| TEXTO DE LEITURA |
>>>

Interesse do consumidor: diversidade vs. concentração de oferta. À primeira vista, poder-se-ia pensar que permitir a um feirante ter duas bancas poderia diminuir a diversidade de vendedores na feira, o que seria desfavorável ao consumidor (menos vendedores distintos pode significar menos variedade de estilos, preços ou produtos).
Contudo, importa contextualizar: a autorização só vale se houver lugares disponíveis, ou seja, não prejudica potenciais interessados.
Na prática, isto significa que nenhum candidato apto ficará sem lugar por outro já instalado ter dois – apenas se existirem espaços vagos não requeridos por terceiros é que se cogita atribuir um segundo ao mesmo feirante.
Esta salvaguarda é importante: garante prioridade à entrada de novos feirantes para aumentar a diversidade; só em situação de sobra é que se preenche vazios com duplicação.
Desta forma, protegem-se os interesses do consumidor em ter o máximo de oferta diferenciada, pois a multiplicidade de feirantes distintos será sempre privilegiada enquanto houver quem ocupe os lugares.
Quando, porém, não haja candidatos suficientes para todos os lugares (situação de sobra de espaço), permitir que um feirante ocupe dois espaços evita o desperdício de área livre e pode até enriquecer visual e funcionalmente a feira, o que melhora a experiência do consumidor.
Uma fila de bancas com “buracos” vazios quebra a atratividade e até a comodidade (ex.: os consumidores deslocam-se a um ponto da feira para encontrar nada, criando sensação de desorganização).
Com esta medida, lugares desocupados podem ser temporariamente preenchidos por quem já lá está e tem capacidade de expor mais produtos.
Para o público, isso significa mais produtos expostos e continuidade no recinto sem interrupções.
Exigência de contiguidade e homogeneidade de setor: Aqui reside um ponto central que favorece claramente a transparência e a organização em benefício do consumidor.
Ao exigir que os dois lugares de um mesmo feirante sejam contíguos e do mesmo ramo de produto, evita-se uma potencial confusão: o consumidor facilmente percebe que aquelas duas bancas juntas pertencem ao mesmo vendedor e contêm a mesma natureza de produtos. Sem essa regra, imagine-se que um mesmo feirante pudesse ter duas bancas separadas, quem sabe até em setores distintos – o consumidor poderia ser induzido em erro, pensando tratar-se de vendedores diferentes, ou poderia haver práticas menos claras (por exemplo, um feirante ocupar estrategicamente lugares em pontos distintos da feira para atrair públicos diferentes, simulando concorrência onde na verdade é o mesmo agente). Tal cenário não seria transparente.
A contiguidade, pelo contrário, promove a clareza: um feirante = uma área delimitada da feira.
Assim, o layout do mercado torna-se mais lógico e previsível para os utentes, que conseguem navegar por setores (vestuário, frutas, flores, etc.) e identificar facilmente quem vende o quê.

<<<

| INSTRUÇÃO ESCRITA 1 |
Devolva todas as linhas da listagem que contenham a palavra "surface".

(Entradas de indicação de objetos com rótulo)

>>>

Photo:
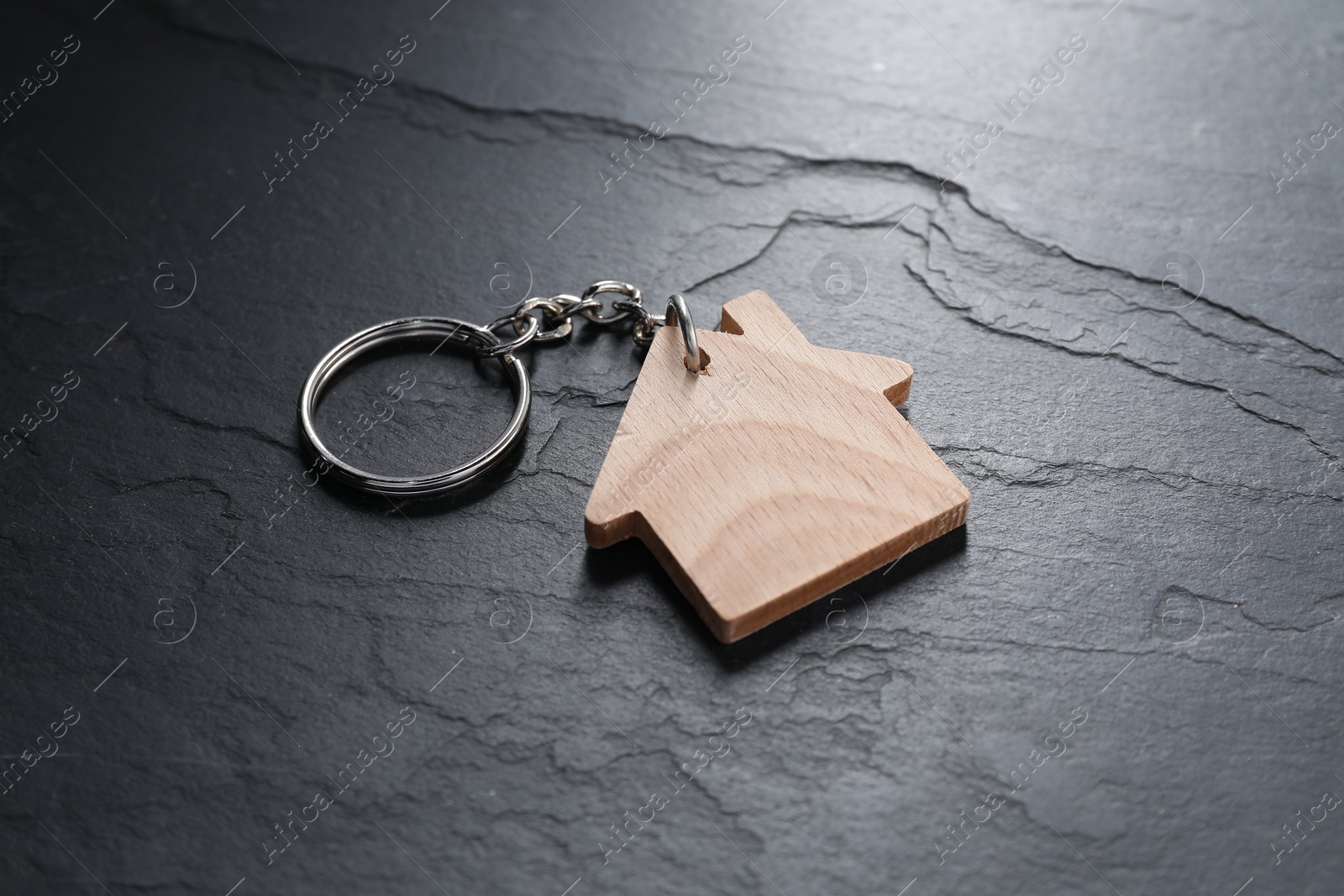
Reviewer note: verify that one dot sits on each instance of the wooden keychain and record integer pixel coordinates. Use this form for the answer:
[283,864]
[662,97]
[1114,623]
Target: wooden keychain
[761,470]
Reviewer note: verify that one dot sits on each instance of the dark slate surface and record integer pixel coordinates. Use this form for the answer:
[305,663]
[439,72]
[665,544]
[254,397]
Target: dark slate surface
[1152,563]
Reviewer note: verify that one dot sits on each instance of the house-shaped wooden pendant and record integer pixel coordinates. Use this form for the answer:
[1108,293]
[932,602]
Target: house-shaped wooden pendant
[772,477]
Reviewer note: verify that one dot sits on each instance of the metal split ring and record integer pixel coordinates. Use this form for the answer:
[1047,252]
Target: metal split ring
[557,313]
[441,329]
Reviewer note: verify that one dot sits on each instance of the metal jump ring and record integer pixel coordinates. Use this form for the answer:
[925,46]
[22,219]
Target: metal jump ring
[501,349]
[678,309]
[413,328]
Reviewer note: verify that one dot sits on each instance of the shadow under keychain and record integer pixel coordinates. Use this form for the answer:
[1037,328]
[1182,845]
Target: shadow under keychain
[761,470]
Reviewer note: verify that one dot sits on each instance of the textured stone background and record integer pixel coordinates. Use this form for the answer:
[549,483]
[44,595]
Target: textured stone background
[1156,488]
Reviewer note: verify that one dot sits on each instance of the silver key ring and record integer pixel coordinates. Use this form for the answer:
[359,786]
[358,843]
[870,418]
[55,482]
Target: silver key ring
[557,315]
[413,328]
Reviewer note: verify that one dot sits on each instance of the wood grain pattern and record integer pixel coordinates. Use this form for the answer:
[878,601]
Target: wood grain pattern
[777,474]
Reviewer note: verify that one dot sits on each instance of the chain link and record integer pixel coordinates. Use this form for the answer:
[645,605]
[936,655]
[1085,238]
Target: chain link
[558,312]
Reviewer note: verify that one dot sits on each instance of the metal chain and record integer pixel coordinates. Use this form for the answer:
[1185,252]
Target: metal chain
[558,312]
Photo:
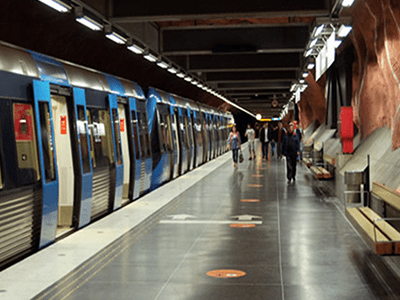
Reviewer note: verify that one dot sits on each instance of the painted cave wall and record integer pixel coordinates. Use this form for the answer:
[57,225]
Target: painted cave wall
[376,71]
[376,68]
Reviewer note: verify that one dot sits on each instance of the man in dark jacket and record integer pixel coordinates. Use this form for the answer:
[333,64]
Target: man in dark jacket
[291,148]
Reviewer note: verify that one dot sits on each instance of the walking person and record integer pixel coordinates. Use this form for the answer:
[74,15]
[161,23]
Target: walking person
[291,149]
[264,138]
[250,134]
[234,144]
[281,132]
[274,137]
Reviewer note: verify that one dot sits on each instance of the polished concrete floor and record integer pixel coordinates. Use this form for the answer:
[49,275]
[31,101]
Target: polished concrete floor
[290,241]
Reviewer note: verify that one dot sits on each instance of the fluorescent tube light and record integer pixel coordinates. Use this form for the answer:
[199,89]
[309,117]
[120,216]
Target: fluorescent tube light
[136,49]
[57,5]
[162,64]
[116,38]
[344,30]
[90,23]
[150,57]
[172,70]
[319,30]
[347,3]
[313,42]
[338,43]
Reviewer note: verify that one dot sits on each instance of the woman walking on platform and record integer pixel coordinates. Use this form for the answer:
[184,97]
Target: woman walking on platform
[234,144]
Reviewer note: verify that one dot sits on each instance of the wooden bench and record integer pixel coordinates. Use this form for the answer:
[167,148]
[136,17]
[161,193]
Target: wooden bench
[320,172]
[307,161]
[382,236]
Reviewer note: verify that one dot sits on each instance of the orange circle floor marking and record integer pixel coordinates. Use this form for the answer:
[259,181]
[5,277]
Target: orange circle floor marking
[226,273]
[242,225]
[249,200]
[255,185]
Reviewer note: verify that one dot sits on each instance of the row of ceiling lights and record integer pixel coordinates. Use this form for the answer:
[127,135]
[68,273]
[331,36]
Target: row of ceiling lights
[318,35]
[96,23]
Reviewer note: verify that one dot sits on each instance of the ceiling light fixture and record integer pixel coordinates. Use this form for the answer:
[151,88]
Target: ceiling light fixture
[150,57]
[57,5]
[347,3]
[115,37]
[136,49]
[319,30]
[344,30]
[313,42]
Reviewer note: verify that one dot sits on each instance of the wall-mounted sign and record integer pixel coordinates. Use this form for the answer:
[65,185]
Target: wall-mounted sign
[23,122]
[122,125]
[63,124]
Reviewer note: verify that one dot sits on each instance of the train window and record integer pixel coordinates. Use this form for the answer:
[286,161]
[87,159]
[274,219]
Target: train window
[146,135]
[117,136]
[101,137]
[168,133]
[25,137]
[135,134]
[82,131]
[47,142]
[1,177]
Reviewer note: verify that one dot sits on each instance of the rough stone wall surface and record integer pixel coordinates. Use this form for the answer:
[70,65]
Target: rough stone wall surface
[312,106]
[376,69]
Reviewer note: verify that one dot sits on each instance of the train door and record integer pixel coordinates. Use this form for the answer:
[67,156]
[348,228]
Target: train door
[178,146]
[102,154]
[116,138]
[145,147]
[48,166]
[84,169]
[20,181]
[135,151]
[64,161]
[123,121]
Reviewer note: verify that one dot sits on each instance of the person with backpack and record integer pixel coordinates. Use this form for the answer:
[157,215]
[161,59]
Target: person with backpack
[250,134]
[234,144]
[291,149]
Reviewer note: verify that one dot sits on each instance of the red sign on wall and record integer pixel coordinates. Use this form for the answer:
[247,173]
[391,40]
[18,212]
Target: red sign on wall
[23,125]
[63,124]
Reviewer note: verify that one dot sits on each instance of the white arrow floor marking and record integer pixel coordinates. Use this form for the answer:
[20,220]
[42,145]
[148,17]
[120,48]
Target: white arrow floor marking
[208,222]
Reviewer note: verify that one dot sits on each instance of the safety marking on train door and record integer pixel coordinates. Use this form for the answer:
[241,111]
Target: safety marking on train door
[226,273]
[250,200]
[241,225]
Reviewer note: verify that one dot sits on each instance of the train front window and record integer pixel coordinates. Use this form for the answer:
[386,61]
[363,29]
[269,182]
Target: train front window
[82,131]
[47,142]
[117,136]
[25,138]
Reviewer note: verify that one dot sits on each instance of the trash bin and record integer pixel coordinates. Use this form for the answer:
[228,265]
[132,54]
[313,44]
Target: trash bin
[353,181]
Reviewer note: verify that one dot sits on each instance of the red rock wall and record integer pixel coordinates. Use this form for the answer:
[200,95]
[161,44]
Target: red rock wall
[312,106]
[376,69]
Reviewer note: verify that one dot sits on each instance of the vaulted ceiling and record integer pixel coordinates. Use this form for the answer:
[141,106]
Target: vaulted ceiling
[251,52]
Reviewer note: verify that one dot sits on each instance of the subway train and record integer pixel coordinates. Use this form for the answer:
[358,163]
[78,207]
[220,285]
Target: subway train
[77,144]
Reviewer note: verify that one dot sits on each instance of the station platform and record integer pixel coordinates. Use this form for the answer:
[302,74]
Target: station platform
[215,233]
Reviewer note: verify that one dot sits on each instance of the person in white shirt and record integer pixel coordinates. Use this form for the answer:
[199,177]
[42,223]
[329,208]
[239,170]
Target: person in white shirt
[250,134]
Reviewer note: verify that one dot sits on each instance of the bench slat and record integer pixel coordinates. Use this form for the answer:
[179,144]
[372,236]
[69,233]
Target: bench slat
[384,226]
[382,244]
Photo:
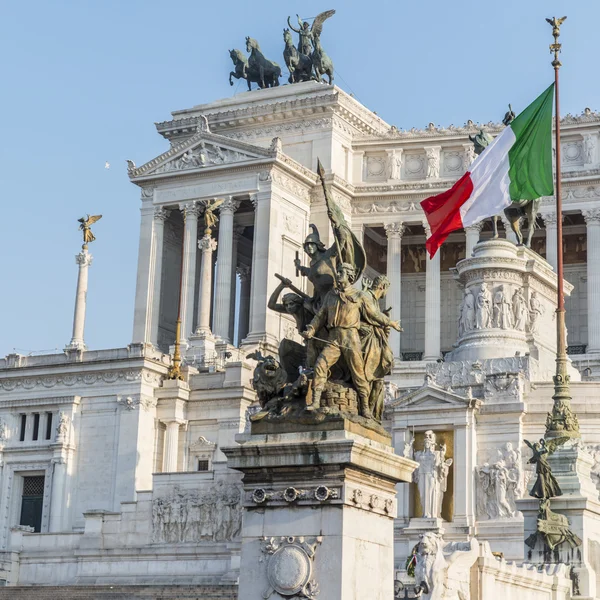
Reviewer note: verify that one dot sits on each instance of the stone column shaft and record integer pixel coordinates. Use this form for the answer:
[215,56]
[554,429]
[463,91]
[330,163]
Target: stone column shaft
[432,305]
[245,290]
[222,310]
[190,235]
[394,233]
[592,218]
[551,247]
[207,245]
[57,498]
[84,260]
[171,449]
[472,234]
[160,216]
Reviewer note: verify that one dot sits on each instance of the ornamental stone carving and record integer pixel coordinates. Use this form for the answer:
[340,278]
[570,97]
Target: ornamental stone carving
[289,567]
[433,162]
[500,484]
[431,476]
[212,515]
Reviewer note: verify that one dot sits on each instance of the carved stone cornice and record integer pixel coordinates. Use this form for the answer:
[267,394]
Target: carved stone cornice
[81,379]
[591,216]
[394,230]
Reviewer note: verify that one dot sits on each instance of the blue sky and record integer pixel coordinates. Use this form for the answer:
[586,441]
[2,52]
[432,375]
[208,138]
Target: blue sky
[85,80]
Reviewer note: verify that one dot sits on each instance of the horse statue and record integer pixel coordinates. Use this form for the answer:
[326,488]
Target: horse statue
[298,64]
[268,71]
[517,210]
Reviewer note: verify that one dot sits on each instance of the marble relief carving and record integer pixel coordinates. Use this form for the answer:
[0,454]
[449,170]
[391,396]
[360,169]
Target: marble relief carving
[499,483]
[213,514]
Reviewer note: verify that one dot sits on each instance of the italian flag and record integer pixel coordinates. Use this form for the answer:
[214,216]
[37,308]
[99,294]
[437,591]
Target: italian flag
[517,165]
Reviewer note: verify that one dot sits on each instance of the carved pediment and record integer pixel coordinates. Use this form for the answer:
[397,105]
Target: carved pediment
[202,151]
[434,398]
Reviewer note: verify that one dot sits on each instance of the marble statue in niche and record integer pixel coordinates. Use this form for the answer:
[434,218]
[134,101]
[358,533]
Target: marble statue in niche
[502,317]
[499,484]
[536,310]
[519,309]
[431,476]
[483,314]
[466,318]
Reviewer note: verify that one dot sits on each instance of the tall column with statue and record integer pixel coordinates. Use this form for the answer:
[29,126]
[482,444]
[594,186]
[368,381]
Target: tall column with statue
[84,260]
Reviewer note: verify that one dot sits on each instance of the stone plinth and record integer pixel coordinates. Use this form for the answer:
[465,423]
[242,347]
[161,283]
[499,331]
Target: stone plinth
[319,513]
[508,306]
[580,505]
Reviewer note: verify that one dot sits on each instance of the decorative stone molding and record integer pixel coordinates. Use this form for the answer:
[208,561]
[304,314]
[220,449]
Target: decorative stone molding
[135,401]
[591,216]
[289,495]
[50,381]
[161,214]
[289,566]
[394,229]
[189,516]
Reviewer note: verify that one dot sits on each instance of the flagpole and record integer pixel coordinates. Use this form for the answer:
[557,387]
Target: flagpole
[561,422]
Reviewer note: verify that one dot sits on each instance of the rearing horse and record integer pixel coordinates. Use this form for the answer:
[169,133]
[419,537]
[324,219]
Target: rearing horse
[268,71]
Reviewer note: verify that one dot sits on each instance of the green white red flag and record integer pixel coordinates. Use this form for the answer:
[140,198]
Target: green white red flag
[516,166]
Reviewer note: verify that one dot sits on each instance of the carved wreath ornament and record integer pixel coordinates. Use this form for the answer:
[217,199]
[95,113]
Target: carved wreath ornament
[289,566]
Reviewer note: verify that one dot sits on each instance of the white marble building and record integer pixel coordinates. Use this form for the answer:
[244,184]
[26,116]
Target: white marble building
[110,474]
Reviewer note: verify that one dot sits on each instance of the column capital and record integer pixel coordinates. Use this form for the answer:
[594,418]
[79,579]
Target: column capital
[84,259]
[395,229]
[161,213]
[475,227]
[591,216]
[190,209]
[426,227]
[229,205]
[549,218]
[244,272]
[207,243]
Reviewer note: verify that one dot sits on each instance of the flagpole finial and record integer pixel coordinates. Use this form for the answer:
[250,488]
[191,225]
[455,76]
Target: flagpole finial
[555,48]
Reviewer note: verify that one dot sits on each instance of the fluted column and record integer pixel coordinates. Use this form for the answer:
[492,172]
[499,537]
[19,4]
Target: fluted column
[160,216]
[243,322]
[592,219]
[57,500]
[84,260]
[432,304]
[207,246]
[551,247]
[472,234]
[171,449]
[222,309]
[190,234]
[394,233]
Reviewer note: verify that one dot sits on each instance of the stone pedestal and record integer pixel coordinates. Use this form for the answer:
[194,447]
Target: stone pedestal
[319,512]
[580,505]
[509,305]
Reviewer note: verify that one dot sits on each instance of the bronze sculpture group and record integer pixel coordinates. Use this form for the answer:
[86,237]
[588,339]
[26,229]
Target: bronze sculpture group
[305,62]
[341,365]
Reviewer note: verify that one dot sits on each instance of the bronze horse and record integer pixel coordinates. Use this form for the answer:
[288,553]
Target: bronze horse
[517,210]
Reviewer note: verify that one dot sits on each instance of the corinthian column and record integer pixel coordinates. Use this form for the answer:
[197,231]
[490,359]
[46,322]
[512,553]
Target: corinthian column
[160,216]
[394,233]
[223,307]
[432,304]
[188,276]
[207,246]
[551,248]
[592,218]
[472,234]
[84,260]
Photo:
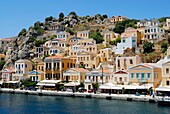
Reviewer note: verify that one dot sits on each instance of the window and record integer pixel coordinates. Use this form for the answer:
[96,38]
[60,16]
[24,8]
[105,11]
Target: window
[133,40]
[148,75]
[125,79]
[131,61]
[167,70]
[143,76]
[137,75]
[63,65]
[132,75]
[118,63]
[115,79]
[155,75]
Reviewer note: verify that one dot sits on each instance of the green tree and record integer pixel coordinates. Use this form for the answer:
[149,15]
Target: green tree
[97,36]
[105,16]
[147,47]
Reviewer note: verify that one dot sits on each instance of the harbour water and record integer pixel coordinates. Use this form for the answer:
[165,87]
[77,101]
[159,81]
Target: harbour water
[33,104]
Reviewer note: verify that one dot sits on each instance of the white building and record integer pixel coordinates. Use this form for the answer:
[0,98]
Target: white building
[125,43]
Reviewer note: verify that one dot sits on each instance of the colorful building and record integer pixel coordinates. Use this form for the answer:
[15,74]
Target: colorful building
[7,74]
[75,74]
[123,63]
[22,67]
[145,73]
[55,65]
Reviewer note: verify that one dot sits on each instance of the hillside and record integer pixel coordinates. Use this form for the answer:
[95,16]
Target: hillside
[24,44]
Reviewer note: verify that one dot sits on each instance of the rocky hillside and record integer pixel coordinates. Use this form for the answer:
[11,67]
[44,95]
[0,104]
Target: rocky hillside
[23,45]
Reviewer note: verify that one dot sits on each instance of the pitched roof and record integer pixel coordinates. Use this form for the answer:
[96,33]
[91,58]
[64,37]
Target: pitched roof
[2,56]
[22,61]
[55,56]
[9,69]
[120,72]
[34,72]
[81,69]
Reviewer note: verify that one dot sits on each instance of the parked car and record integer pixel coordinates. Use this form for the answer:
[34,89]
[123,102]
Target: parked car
[90,90]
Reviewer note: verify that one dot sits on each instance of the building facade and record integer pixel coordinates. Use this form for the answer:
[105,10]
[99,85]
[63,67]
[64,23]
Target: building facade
[54,67]
[22,67]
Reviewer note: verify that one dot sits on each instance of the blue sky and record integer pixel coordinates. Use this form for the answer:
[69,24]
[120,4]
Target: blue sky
[18,14]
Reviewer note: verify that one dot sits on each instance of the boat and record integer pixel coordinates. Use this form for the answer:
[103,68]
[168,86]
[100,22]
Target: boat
[163,100]
[163,95]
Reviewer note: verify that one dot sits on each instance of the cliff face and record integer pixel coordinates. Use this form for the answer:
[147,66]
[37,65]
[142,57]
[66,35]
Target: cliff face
[22,46]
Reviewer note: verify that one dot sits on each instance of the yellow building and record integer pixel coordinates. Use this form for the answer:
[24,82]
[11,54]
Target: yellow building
[55,65]
[75,74]
[145,73]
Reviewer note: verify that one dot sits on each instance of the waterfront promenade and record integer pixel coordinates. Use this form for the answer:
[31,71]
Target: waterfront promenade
[128,97]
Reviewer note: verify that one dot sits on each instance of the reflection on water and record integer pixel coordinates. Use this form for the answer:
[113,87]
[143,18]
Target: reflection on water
[30,104]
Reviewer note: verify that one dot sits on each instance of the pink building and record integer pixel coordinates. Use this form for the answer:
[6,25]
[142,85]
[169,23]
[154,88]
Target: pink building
[7,74]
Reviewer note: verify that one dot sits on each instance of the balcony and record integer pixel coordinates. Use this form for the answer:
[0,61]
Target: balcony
[88,81]
[143,80]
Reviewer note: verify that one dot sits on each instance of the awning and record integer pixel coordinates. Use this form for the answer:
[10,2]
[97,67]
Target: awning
[117,87]
[104,87]
[144,86]
[132,86]
[111,86]
[163,88]
[72,84]
[44,84]
[50,81]
[12,82]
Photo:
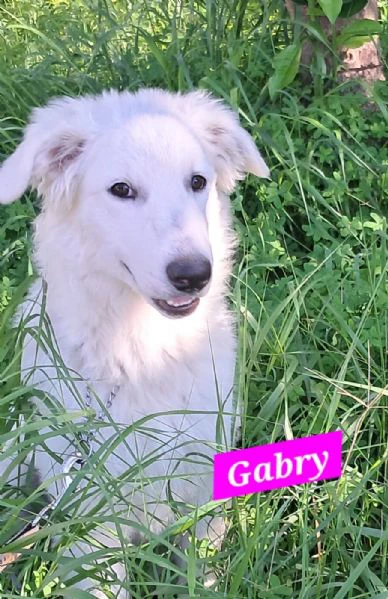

<<<

| INSTRUÇÃO ESCRITA 2 |
De acordo com o texto de leitura, que duas condições devem cumprir os dois lugares atribuídos a um mesmo feirante?

| RESULTADO 1 |
Reviewer note: verify that one dot sits on each instance of the dark slate surface and record integer pixel coordinates. Use this form for the answer:
Target: dark slate surface
Reviewer note: verify that one dot sits on each instance of the rough stone wall surface and record integer pixel coordinates. Use this form for the answer:
Target: rough stone wall surface

| RESULTADO 2 |
Devem ser contíguos e do mesmo ramo de produto.